▶ _TASK STATEMENT_
Copy out every line in the material below that contains the word "road". Capital and small letters must match.

▶ _STORED ROWS_
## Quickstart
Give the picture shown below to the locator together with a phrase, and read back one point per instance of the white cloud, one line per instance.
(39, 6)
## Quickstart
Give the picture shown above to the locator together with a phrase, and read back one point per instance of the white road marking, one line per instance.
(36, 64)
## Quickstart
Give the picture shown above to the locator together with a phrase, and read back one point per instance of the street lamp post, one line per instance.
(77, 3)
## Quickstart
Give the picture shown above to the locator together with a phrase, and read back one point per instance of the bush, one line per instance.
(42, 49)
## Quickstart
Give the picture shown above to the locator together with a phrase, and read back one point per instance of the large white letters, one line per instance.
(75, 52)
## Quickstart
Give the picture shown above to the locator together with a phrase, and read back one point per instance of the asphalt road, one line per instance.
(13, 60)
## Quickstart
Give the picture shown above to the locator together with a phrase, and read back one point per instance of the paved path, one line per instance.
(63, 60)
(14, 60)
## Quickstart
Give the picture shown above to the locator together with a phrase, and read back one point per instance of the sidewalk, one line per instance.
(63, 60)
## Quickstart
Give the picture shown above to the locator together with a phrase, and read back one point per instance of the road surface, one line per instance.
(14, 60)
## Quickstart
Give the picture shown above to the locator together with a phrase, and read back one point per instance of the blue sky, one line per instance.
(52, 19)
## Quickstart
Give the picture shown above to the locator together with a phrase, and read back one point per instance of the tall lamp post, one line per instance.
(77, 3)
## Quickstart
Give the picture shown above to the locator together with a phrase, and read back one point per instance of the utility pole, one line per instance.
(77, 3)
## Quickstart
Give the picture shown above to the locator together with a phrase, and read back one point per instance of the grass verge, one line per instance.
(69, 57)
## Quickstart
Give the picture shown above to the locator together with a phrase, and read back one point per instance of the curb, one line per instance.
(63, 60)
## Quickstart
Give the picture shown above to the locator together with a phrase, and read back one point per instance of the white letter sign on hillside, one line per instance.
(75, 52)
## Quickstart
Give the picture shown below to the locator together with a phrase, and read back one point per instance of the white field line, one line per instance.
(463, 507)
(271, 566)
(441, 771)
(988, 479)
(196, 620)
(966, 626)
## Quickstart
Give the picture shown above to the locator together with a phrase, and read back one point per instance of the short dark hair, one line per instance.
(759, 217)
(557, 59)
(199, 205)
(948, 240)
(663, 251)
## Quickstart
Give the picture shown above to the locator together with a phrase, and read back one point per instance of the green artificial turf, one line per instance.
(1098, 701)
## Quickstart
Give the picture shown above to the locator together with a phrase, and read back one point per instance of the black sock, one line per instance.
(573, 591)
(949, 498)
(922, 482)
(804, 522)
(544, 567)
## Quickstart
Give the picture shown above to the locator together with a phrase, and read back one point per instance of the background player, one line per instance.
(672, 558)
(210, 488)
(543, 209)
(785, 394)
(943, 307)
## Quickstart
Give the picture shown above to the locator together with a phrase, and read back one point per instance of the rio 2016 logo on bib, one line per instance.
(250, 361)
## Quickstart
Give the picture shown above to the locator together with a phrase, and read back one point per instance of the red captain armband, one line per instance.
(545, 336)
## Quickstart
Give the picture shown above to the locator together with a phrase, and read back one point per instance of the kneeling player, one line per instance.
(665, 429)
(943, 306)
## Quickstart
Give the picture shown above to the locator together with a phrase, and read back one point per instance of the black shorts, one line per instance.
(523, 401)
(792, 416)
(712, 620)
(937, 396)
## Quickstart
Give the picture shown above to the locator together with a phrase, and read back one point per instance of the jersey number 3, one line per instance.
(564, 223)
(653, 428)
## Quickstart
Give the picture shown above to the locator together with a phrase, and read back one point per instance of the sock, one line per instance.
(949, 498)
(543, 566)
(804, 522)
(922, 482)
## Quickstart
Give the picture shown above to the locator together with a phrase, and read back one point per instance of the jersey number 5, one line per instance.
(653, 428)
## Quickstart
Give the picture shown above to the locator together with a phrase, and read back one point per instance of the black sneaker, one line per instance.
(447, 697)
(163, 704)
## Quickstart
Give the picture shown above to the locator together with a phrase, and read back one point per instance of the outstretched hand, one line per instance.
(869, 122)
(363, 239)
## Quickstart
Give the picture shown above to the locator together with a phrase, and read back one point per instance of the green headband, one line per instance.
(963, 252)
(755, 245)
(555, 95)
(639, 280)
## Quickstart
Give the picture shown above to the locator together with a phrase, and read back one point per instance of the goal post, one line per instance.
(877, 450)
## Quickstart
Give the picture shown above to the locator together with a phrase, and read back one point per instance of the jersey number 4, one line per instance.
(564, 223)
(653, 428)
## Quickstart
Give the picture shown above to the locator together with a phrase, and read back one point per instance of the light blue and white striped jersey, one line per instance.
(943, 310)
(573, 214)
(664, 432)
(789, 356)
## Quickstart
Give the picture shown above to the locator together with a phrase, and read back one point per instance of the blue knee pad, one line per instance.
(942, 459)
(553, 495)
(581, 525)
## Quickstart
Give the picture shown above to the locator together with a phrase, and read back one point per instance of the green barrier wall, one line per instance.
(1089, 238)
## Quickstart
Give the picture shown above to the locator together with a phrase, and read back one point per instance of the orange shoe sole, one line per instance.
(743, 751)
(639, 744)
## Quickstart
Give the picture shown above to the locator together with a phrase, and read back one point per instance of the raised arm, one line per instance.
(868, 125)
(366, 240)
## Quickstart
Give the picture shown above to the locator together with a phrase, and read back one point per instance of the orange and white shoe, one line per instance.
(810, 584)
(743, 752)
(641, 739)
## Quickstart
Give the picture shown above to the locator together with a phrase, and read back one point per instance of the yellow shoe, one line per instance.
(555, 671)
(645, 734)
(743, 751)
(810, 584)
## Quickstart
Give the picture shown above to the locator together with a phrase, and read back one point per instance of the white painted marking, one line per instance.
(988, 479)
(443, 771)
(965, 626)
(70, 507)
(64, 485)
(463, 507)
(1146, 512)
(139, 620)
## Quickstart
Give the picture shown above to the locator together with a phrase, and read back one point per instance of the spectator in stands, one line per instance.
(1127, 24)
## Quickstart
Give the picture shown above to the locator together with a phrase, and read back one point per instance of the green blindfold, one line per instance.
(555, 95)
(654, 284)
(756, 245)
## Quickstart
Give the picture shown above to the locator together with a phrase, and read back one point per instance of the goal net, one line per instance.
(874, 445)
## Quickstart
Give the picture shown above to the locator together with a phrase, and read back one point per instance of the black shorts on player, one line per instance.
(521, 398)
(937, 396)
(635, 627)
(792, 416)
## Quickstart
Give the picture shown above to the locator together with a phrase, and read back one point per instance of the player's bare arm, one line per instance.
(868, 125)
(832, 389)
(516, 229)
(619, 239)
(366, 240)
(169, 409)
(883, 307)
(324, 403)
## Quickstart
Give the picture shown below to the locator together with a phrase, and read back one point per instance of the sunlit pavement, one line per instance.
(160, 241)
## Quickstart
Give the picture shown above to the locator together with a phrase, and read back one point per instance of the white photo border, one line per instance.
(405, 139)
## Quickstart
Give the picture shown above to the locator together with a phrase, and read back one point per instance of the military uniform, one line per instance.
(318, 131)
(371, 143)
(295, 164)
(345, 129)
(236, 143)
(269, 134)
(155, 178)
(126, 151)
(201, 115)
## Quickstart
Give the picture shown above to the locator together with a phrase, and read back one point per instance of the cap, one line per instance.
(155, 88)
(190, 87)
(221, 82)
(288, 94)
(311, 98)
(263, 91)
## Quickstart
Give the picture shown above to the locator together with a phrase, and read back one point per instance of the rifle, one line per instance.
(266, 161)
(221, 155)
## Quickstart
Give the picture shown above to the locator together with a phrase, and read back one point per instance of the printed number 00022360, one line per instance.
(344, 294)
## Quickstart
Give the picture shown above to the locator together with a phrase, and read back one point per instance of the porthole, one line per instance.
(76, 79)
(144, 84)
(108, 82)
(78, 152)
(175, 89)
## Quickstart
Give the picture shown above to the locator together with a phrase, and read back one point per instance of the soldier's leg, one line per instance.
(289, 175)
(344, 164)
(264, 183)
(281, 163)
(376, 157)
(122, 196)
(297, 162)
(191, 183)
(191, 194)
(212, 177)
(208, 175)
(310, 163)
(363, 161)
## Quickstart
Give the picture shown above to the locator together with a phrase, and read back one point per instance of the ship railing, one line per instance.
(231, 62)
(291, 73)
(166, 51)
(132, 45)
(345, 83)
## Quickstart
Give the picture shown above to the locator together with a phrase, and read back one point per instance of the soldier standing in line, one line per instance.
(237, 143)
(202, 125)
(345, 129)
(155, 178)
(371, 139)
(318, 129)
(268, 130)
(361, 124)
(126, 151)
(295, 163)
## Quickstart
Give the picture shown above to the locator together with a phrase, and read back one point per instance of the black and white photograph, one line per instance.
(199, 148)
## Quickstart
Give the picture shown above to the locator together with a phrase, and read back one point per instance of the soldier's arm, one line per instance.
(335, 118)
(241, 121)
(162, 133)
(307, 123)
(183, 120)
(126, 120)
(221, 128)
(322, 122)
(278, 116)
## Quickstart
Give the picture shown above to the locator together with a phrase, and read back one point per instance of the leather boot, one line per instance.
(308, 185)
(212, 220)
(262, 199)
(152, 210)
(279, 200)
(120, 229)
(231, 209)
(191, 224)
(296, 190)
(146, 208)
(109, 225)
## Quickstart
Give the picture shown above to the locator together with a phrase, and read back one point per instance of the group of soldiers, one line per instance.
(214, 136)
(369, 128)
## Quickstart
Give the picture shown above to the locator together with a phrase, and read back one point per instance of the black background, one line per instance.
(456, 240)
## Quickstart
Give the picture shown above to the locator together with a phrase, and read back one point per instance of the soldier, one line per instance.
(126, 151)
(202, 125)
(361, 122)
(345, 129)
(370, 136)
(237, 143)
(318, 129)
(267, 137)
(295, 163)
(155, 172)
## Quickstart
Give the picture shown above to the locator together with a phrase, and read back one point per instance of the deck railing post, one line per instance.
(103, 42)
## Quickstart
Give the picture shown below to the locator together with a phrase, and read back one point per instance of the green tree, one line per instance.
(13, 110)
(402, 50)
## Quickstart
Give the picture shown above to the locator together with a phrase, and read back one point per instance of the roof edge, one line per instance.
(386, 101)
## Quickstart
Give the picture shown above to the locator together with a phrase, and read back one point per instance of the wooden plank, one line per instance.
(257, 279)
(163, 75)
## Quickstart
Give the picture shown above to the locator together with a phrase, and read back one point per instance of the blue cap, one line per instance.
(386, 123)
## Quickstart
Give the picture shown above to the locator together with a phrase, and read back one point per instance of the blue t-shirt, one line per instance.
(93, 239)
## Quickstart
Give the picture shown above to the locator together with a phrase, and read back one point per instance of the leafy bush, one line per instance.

▶ _REPLY_
Give the picture shown above to the locator together with a phrase, and read back one point per instance of the white road marking, one line per instance.
Give the picture shown above to the locator together with a phrase, and read back one point per instance of the asphalt road, one line per instance.
Give the picture shown above to the locator together with a phrase, and read back one point per instance of the road surface, one line per instance.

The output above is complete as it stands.